Transcribe all the entries word for word, omitting any pictures they contain.

>>>

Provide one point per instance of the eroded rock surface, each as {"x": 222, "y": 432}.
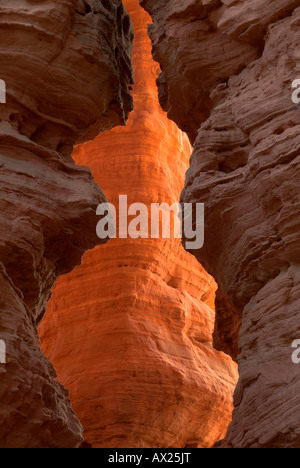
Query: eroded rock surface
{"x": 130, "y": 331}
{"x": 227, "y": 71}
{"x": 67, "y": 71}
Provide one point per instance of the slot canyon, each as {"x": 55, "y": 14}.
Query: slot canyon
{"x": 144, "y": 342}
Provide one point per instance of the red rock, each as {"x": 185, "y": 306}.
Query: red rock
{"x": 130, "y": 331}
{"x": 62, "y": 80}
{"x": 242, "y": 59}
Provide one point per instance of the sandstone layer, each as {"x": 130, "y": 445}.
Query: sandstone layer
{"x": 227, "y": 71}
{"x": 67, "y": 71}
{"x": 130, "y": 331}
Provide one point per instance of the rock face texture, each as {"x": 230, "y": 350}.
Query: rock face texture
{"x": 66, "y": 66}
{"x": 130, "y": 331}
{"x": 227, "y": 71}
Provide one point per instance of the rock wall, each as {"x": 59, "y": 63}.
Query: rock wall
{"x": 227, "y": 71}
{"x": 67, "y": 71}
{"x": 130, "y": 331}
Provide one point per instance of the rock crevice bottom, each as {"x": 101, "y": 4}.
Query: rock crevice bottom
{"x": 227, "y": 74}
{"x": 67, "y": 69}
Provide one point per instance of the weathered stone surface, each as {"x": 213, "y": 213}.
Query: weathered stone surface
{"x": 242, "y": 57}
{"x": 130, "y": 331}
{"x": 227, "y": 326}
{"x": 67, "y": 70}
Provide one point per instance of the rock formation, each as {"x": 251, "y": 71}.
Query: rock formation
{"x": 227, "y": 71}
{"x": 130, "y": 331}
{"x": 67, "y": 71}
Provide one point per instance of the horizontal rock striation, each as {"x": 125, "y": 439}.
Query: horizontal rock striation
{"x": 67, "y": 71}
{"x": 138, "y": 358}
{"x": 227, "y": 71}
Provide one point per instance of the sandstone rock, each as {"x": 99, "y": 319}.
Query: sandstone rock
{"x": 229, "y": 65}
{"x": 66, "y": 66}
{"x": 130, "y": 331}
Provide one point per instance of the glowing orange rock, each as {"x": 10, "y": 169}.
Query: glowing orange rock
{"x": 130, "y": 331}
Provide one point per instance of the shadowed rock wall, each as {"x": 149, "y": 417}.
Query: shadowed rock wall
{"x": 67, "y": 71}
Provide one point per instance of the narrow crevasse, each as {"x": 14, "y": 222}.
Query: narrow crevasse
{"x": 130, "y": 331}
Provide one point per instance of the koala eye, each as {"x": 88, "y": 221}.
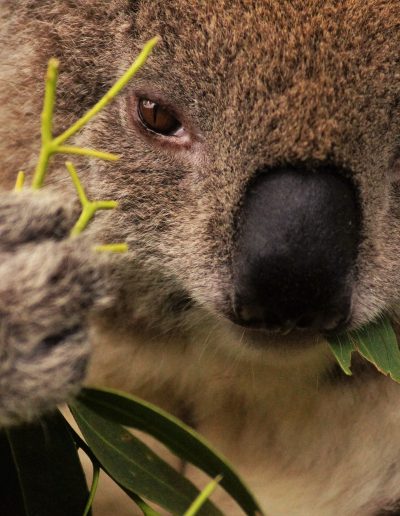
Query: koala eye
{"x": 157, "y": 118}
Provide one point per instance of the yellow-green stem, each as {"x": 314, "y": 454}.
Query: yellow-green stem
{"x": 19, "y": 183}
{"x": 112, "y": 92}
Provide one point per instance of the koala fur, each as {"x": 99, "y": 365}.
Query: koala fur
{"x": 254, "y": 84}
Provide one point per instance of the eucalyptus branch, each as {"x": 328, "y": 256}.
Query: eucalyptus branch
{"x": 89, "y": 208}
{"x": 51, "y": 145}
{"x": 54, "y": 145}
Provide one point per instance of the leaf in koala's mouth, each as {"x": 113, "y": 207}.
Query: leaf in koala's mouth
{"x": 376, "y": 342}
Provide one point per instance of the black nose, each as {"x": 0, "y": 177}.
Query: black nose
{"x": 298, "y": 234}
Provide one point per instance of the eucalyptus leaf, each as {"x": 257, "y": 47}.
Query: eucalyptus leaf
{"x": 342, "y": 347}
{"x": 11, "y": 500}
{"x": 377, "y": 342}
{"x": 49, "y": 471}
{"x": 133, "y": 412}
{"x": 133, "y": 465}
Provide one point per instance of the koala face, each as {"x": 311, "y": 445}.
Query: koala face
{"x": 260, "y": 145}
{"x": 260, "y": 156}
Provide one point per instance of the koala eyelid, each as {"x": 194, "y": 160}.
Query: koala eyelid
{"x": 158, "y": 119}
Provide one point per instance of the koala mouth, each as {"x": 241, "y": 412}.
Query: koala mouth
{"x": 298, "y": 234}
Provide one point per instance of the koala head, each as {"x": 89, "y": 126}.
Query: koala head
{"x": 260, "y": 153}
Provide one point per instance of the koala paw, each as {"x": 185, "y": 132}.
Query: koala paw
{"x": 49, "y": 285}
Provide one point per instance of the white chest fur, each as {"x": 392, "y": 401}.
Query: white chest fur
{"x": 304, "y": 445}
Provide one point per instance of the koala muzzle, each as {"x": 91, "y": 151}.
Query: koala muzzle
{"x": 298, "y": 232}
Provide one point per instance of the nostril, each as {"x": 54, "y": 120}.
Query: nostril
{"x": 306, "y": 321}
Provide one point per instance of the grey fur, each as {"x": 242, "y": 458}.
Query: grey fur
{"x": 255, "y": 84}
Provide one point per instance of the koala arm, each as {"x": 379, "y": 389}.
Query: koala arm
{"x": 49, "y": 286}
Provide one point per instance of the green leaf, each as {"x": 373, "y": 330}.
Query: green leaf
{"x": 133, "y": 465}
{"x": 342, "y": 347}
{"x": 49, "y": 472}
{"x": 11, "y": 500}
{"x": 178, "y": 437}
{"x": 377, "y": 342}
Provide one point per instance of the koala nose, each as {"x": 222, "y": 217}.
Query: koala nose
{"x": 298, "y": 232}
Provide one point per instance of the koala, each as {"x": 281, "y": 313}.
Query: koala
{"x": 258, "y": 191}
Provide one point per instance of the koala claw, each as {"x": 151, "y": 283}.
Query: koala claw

<<<

§ TASK SOLUTION
Provide one point per instance of the eroded rock surface, each as {"x": 222, "y": 432}.
Query: eroded rock surface
{"x": 130, "y": 331}
{"x": 227, "y": 71}
{"x": 67, "y": 71}
Provide one point per instance of the slot canyon, each as {"x": 55, "y": 14}.
Query: slot canyon
{"x": 144, "y": 342}
Provide one point per instance of the red rock, each as {"x": 185, "y": 306}.
Query: red rock
{"x": 130, "y": 331}
{"x": 62, "y": 80}
{"x": 242, "y": 59}
Provide one point per instance of the sandstone layer, each as {"x": 130, "y": 445}.
Query: sandstone layer
{"x": 227, "y": 71}
{"x": 67, "y": 71}
{"x": 130, "y": 331}
Provide one point per instance of the rock face texture, each as {"x": 230, "y": 350}.
Query: rock face texture
{"x": 66, "y": 66}
{"x": 130, "y": 331}
{"x": 227, "y": 71}
Provide one point per instance of the rock wall, each as {"x": 59, "y": 63}.
Query: rock wall
{"x": 227, "y": 71}
{"x": 67, "y": 71}
{"x": 130, "y": 331}
Provide one point per instance of the rock crevice bottom, each as {"x": 101, "y": 4}.
Query: rock crevice bottom
{"x": 227, "y": 74}
{"x": 67, "y": 69}
Provide one point per instance of the weathered stone surface, each as {"x": 213, "y": 213}.
Query: weathered stone surface
{"x": 242, "y": 57}
{"x": 130, "y": 331}
{"x": 227, "y": 326}
{"x": 67, "y": 70}
Provide one point per instance of the rock formation, each as {"x": 251, "y": 71}.
Query: rock formation
{"x": 227, "y": 71}
{"x": 130, "y": 331}
{"x": 67, "y": 71}
Provide one point per instance of the horizontal rock striation, each as {"x": 125, "y": 439}.
Query: horizontal rock striation
{"x": 67, "y": 71}
{"x": 138, "y": 358}
{"x": 227, "y": 71}
Provide one point per instance of the sandstone rock, each as {"x": 99, "y": 319}.
Query: sandstone rock
{"x": 229, "y": 65}
{"x": 66, "y": 66}
{"x": 130, "y": 331}
Provide one point per instance of the glowing orange rock, each as {"x": 10, "y": 169}.
Query: glowing orange rock
{"x": 130, "y": 331}
Provide one point per instance of the shadowed rock wall, each as {"x": 149, "y": 417}.
Query: shadowed rock wall
{"x": 67, "y": 71}
Provide one point per instance of the narrow crevasse, each as {"x": 14, "y": 222}.
Query: narrow crevasse
{"x": 130, "y": 331}
Provide one point per instance of the koala eye, each as {"x": 88, "y": 221}.
Query: koala eye
{"x": 157, "y": 118}
Provide one point per instance of the yellow-green stem, each as {"x": 314, "y": 454}.
Query: yellow-green stem
{"x": 19, "y": 183}
{"x": 112, "y": 92}
Provide one point per instance of the koala fur, each as {"x": 99, "y": 365}.
Query: koala fur
{"x": 254, "y": 84}
Provide one point per instance of the eucalyptus branch, each as {"x": 328, "y": 256}.
Query: eucalyptus branch
{"x": 89, "y": 208}
{"x": 51, "y": 145}
{"x": 54, "y": 145}
Provide one point per instance of the leaf in koala's mouth, each as {"x": 113, "y": 207}.
Query: leaf in koala's mouth
{"x": 376, "y": 342}
Provide one point per instance of the black nose, each as {"x": 0, "y": 177}.
Query: black nose
{"x": 298, "y": 234}
Provide one point per instance of the eucalyptus leaf, each as {"x": 257, "y": 47}.
Query: eucalyptus leaf
{"x": 342, "y": 347}
{"x": 11, "y": 500}
{"x": 377, "y": 342}
{"x": 49, "y": 471}
{"x": 133, "y": 412}
{"x": 133, "y": 465}
Provide one point per instance of the koala face, each as {"x": 311, "y": 445}.
Query: koala face
{"x": 260, "y": 145}
{"x": 260, "y": 156}
Provide one point per instance of the koala eyelid, each as {"x": 194, "y": 160}.
Query: koala eyelid
{"x": 158, "y": 119}
Provide one point per instance of the koala mouth, each as {"x": 241, "y": 412}.
Query: koala mouth
{"x": 298, "y": 234}
Provide one point per instance of the koala head, each as {"x": 89, "y": 126}.
Query: koala head
{"x": 260, "y": 153}
Provide one point per instance of the koala paw, each as {"x": 185, "y": 132}.
Query: koala paw
{"x": 49, "y": 285}
Provide one point per instance of the white chest fur, each as {"x": 392, "y": 401}.
Query: white chest fur
{"x": 304, "y": 445}
Provide one point per instance of the koala muzzle, each as {"x": 91, "y": 151}.
Query: koala muzzle
{"x": 298, "y": 232}
Provide one point per instance of the nostril, each as {"x": 54, "y": 120}.
Query: nostril
{"x": 306, "y": 321}
Provide one point per instance of the grey fur, each as {"x": 242, "y": 458}.
Query: grey fur
{"x": 255, "y": 84}
Provide one point per instance of the koala arm, each as {"x": 379, "y": 389}.
Query: koala arm
{"x": 49, "y": 286}
Provide one point per instance of the green leaf, each as {"x": 373, "y": 330}.
Query: green leaf
{"x": 133, "y": 465}
{"x": 342, "y": 347}
{"x": 49, "y": 472}
{"x": 11, "y": 500}
{"x": 178, "y": 437}
{"x": 377, "y": 342}
Provide one point per instance of the koala nose, each as {"x": 222, "y": 217}.
Query: koala nose
{"x": 298, "y": 232}
Provide one point per instance of the koala, each as {"x": 281, "y": 313}.
Query: koala
{"x": 258, "y": 191}
Provide one point per instance of the koala claw, each as {"x": 151, "y": 283}.
Query: koala claw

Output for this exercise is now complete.